# GIVEN TASK:
Lay out the lines in the entries below as a numbered list, from the line containing "Expected: for each instance of the shadowed" through the line containing "Expected: for each instance of the rough", both included. Leave out any blank lines and include no other lines.

------ RECORDS FOR THIS TASK ------

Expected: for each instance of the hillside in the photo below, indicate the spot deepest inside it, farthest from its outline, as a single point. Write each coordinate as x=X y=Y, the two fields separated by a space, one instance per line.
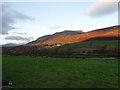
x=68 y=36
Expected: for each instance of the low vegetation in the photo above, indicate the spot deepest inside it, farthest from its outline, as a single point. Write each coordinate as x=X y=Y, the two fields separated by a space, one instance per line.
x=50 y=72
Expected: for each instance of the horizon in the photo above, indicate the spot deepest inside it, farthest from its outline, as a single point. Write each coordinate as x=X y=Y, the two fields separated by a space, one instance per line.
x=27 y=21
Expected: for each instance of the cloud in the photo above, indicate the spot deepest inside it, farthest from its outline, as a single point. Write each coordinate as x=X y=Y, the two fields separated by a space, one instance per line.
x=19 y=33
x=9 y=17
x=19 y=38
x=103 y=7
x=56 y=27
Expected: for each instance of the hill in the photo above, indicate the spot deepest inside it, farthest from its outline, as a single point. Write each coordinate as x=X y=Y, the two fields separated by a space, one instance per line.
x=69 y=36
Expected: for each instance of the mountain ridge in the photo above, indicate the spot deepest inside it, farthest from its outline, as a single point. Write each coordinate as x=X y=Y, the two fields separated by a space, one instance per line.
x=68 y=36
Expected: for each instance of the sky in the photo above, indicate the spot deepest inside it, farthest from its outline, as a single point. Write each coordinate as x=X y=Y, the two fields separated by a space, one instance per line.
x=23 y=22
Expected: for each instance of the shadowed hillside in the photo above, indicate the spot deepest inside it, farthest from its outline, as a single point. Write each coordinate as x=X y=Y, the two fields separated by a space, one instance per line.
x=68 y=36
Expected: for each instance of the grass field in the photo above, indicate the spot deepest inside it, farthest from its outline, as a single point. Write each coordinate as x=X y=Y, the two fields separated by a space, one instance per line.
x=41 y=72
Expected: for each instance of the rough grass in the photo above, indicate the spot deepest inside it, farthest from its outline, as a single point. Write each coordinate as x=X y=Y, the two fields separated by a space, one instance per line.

------
------ RECORDS FOR THIS TASK ------

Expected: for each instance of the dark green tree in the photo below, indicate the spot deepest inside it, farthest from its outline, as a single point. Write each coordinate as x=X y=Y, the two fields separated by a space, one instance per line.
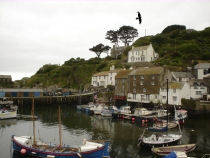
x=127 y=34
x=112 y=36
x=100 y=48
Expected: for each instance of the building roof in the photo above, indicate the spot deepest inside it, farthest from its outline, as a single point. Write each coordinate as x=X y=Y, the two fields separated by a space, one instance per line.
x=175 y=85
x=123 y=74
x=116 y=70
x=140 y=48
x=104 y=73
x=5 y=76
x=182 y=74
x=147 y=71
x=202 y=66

------
------ RECORDS FOR THIS TASK ------

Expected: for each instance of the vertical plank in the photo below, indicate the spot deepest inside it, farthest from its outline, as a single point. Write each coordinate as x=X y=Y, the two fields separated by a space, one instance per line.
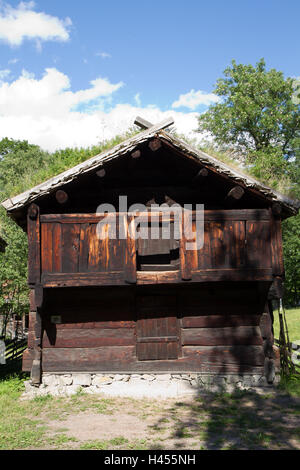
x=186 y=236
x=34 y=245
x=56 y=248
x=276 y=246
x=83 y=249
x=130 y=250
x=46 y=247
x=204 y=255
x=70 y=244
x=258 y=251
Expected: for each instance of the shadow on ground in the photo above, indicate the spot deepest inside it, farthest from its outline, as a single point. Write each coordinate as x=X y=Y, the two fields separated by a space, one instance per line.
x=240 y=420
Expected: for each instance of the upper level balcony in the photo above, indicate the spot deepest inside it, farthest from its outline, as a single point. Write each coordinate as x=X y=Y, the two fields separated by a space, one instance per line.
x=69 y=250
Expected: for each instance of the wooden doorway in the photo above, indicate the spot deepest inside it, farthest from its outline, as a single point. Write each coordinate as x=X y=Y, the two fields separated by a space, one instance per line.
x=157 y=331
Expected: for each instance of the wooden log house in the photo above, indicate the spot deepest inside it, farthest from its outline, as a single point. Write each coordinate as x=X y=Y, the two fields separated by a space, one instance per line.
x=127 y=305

------

# THE SOLUTION:
1. Expected: for each instance of the shadowed hillside in the photo above, indicate the spot deepest inside it, farthest from its outline, as a single point. Write each coordinate as x=X y=Y, the two fields separated by a space, one instance per line.
2. x=68 y=36
3. Expected: for each instance of the grass field in the photo above, indicate the spot deepest inside it, farthest from its outline, as a single point. Write each coordinate as x=X y=Y, the two fields separated by a space, one instance per line.
4. x=41 y=72
5. Expected: for each instance of the rough grass in the photo above, indicate the spot deepest inside it, farthest from its outline, as a single point. Write each coordinate as x=X y=Y, the two fields separated by a space, one instance per line.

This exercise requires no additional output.